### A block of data
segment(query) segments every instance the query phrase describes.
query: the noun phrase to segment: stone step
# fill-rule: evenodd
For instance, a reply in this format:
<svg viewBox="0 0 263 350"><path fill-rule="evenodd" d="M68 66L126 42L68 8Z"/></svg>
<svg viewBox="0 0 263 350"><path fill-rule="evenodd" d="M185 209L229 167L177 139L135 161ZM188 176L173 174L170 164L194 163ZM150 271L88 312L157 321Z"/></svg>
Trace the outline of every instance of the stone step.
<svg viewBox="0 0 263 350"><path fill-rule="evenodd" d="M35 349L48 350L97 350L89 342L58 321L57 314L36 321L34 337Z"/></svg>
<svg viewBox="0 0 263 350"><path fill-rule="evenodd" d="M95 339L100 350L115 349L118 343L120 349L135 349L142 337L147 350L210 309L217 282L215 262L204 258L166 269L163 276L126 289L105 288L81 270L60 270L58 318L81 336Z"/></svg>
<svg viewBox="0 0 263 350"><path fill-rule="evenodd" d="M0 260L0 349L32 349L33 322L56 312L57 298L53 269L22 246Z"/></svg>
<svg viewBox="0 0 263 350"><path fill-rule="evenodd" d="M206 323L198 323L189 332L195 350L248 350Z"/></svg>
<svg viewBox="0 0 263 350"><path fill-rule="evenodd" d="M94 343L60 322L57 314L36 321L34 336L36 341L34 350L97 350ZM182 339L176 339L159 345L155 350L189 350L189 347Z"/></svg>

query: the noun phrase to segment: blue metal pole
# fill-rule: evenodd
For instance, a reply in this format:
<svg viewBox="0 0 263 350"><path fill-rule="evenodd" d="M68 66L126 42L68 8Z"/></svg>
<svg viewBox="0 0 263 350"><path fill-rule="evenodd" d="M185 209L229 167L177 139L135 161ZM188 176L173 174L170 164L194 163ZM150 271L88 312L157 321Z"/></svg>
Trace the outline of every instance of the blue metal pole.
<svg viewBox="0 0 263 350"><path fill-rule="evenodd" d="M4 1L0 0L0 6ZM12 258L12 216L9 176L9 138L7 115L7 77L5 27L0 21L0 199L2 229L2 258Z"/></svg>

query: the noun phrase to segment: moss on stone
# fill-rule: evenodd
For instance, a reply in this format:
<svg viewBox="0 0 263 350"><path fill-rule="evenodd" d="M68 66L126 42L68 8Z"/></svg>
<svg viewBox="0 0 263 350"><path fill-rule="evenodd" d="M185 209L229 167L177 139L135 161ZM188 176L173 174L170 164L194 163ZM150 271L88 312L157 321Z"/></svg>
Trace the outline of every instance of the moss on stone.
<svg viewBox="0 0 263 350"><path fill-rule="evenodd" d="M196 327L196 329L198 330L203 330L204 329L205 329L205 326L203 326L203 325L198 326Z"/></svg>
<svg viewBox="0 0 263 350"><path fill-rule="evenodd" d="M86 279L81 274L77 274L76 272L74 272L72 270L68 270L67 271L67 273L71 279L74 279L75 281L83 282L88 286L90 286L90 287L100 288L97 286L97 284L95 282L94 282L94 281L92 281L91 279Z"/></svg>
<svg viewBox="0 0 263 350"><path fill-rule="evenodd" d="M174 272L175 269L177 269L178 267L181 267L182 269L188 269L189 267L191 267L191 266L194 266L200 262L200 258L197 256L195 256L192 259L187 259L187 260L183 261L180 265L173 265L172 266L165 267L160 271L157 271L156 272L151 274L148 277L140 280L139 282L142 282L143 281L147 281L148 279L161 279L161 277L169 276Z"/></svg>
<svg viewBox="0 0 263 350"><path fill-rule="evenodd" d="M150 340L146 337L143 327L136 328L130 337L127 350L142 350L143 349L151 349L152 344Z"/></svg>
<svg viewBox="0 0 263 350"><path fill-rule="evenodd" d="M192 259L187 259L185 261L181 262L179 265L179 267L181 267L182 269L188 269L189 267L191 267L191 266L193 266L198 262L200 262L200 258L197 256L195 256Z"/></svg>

### Goal
Reproduce the material above line for line, with no changes.

### The completed task
segment(query) segments every instance the query phrase describes.
query: the noun phrase to segment: stone step
# fill-rule: evenodd
For instance, a reply in this format:
<svg viewBox="0 0 263 350"><path fill-rule="evenodd" d="M68 66L126 42L68 8Z"/></svg>
<svg viewBox="0 0 263 350"><path fill-rule="evenodd" d="M185 209L229 167L177 139L135 161ZM188 176L173 174L170 164L194 163ZM150 271L88 312L157 321Z"/></svg>
Trace the outline of every instance of the stone step.
<svg viewBox="0 0 263 350"><path fill-rule="evenodd" d="M35 349L48 350L97 350L89 342L58 321L57 314L36 321L34 337Z"/></svg>
<svg viewBox="0 0 263 350"><path fill-rule="evenodd" d="M95 339L100 350L115 349L118 343L120 349L135 349L142 337L147 350L210 309L217 282L215 262L204 258L166 269L163 276L126 289L105 288L81 270L60 270L58 318L81 336Z"/></svg>
<svg viewBox="0 0 263 350"><path fill-rule="evenodd" d="M0 260L0 349L32 349L33 322L56 312L57 298L53 269L22 246Z"/></svg>
<svg viewBox="0 0 263 350"><path fill-rule="evenodd" d="M206 323L198 323L189 332L195 350L248 350Z"/></svg>
<svg viewBox="0 0 263 350"><path fill-rule="evenodd" d="M94 343L60 322L57 314L36 321L34 336L36 341L34 350L97 350ZM182 339L176 339L159 345L155 350L189 350L189 347Z"/></svg>

query: the noun phrase to segment: blue metal pole
# fill-rule: evenodd
For instance, a reply in this format:
<svg viewBox="0 0 263 350"><path fill-rule="evenodd" d="M68 66L126 42L68 8Z"/></svg>
<svg viewBox="0 0 263 350"><path fill-rule="evenodd" d="M185 209L229 167L177 139L135 161ZM188 176L173 174L170 164L194 163ZM150 271L88 312L157 321Z"/></svg>
Trace the outline of every instance of the blue metal pole.
<svg viewBox="0 0 263 350"><path fill-rule="evenodd" d="M4 1L0 0L0 6ZM12 258L12 216L9 176L9 138L7 115L7 77L5 27L0 21L0 199L2 229L2 258Z"/></svg>

query: the noun phrase to segment: moss on stone
# fill-rule: evenodd
For instance, a reply in this format:
<svg viewBox="0 0 263 350"><path fill-rule="evenodd" d="M68 66L126 42L68 8Z"/></svg>
<svg viewBox="0 0 263 350"><path fill-rule="evenodd" d="M185 209L229 167L177 139L135 161ZM188 176L173 174L170 164L194 163ZM150 271L88 312L157 321Z"/></svg>
Trace the outline of every instance of the moss on stone.
<svg viewBox="0 0 263 350"><path fill-rule="evenodd" d="M196 327L196 329L198 330L203 330L204 329L205 329L205 326L203 326L203 325L198 326Z"/></svg>
<svg viewBox="0 0 263 350"><path fill-rule="evenodd" d="M86 279L81 274L77 274L76 272L74 272L72 270L68 270L67 271L67 273L71 279L74 279L75 281L83 282L88 286L90 286L90 287L100 288L97 286L97 284L95 282L94 282L94 281L92 281L91 279Z"/></svg>
<svg viewBox="0 0 263 350"><path fill-rule="evenodd" d="M174 272L175 269L177 269L178 267L181 267L182 269L188 269L189 267L191 267L191 266L194 266L200 262L200 258L197 256L195 256L192 259L187 259L187 260L183 261L180 265L173 265L172 266L165 267L160 271L157 271L156 272L151 274L148 277L140 280L139 282L142 282L143 281L147 281L148 279L161 279L161 277L169 276Z"/></svg>
<svg viewBox="0 0 263 350"><path fill-rule="evenodd" d="M150 340L146 337L143 327L136 328L130 337L127 350L142 350L143 349L151 349L152 344Z"/></svg>
<svg viewBox="0 0 263 350"><path fill-rule="evenodd" d="M192 259L187 259L185 261L181 262L179 265L179 267L181 267L182 269L188 269L189 267L191 267L191 266L193 266L198 262L200 262L200 258L197 256L195 256Z"/></svg>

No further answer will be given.